Excerpted passage ->
-------------------------

I mean, this message is at the same time revolting, and sad.
The main actual problem with your review is that you give it credits by citing you cybersecurity experience, but you actually provide no actual real proof that the app is a virus but just speculation based on a rather pretty low level analysis.
Also yes on the contrary of many of the comments you saw before, I actually justify myself with actual facts its why answers are long.
I'm not here to say you are bad in cybersecurity and probably a lack of experience in programmation/development in general, but your point of view is highly biased by your experience of cybersecurity analysis and to be honest I kind of understand why because I can relate, (I'm relating to what you say because when I was young I was really interested in cybersecurity and IT in general (maybe too much), and yes I know how RATS, keylogger etc works, its always the same, they either are using a nested chaining system of execution to hide the real exe behind hundreds of nested application code where they call raw binary exe from memory or they are sometimes renaming themselves at high frequency and are capable of changing directory with a pair of process by reversing the roles between which program is the master and the other the slave, most of the time you actualy need to put breakpoints in IDA to see when this reverse operation is made).
For me you may also know that the critical point in determining if an app is a virus or not is its behavior mainly (api calls, system calls, driver usage, IO usage), and not some technology/security used for the app itself even if they still are indicators for investigation.
1. Yes like I said before, you can use the dll, the exe is in fact just a bootstrap for the app. I'm not sure why you're talking about the installer, what I actually sent to virustotal is the dll itself containing the entire code of the application and not the installer which is stupid yes to analyse. (
https://www.virustotal.com/gui/file/b57b95eae48cd1e16dc71b51b8f0ec21adaf830396db9695733ba90ab666beb4?nocache=1)
2. Regarding this d.exe, this is at the same time a mistake and also not a mistake, the fact that its still running in the background after the app running itself is a programmation mistake, the process d.exe is not a child of the main process, and therefore doesn't die on the application end, the concept of processes and who owns the child process in comparison to linux after main program end is a little different.
This d.exe is actually yes a packaged python app made into a single program, the reason is python dependencies, installation and python appliction deployment is extremely instable due to the nature of python itself.
d.exe is actually the process that generates the Mythic mob syntax code using AI, its actually embedding the cpu version of pytorch to allow character generation.
Why isn't it inside the application code ? because first its using a different programming language, and also because Microsoft dvelopment technologies and AI are really not good friends at all, from bad performance to unsupported hardware and tremendous amount of bugs, yes onnx exist, but its not a linear implementation and its not supported correctly on hardware especially amd systems.
Python is definetly the best technology for AI.
And no its not stupid to protect an application from being sandboxed since the same technique for decompilating and create cracks of software is used.
For me your conclusion is the result of an unfinished/incomplete analysis combined maybe with some lack of knowledge about application development itself, but I can be wrong. However its a bit normal if your main experience is cybersecurity only.

-------------------------

Provided data ->
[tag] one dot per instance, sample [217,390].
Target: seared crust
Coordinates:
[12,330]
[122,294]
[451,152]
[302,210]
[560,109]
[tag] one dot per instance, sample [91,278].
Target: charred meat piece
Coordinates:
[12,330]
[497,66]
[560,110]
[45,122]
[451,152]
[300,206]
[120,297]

-------------------------

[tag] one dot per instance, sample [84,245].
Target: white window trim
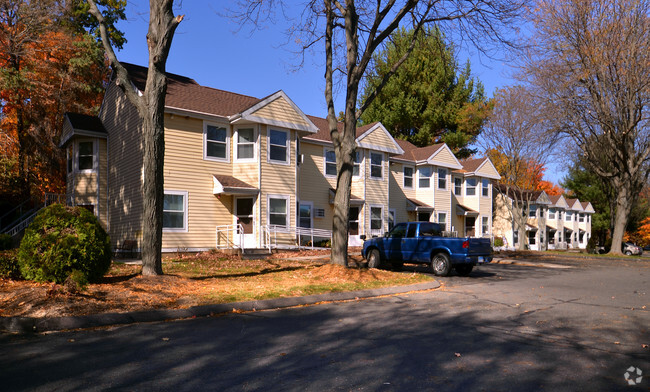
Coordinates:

-------------------------

Task to complete ->
Reproduce the part of the reply starting at "This d.exe is" and ending at "of python itself.", using "standalone executable" in place of "single program". The rows are separate material with no connection to the reply.

Result below ->
This d.exe is actually yes a packaged python app made into a standalone executable, the reason is python dependencies, installation and python appliction deployment is extremely instable due to the nature of python itself.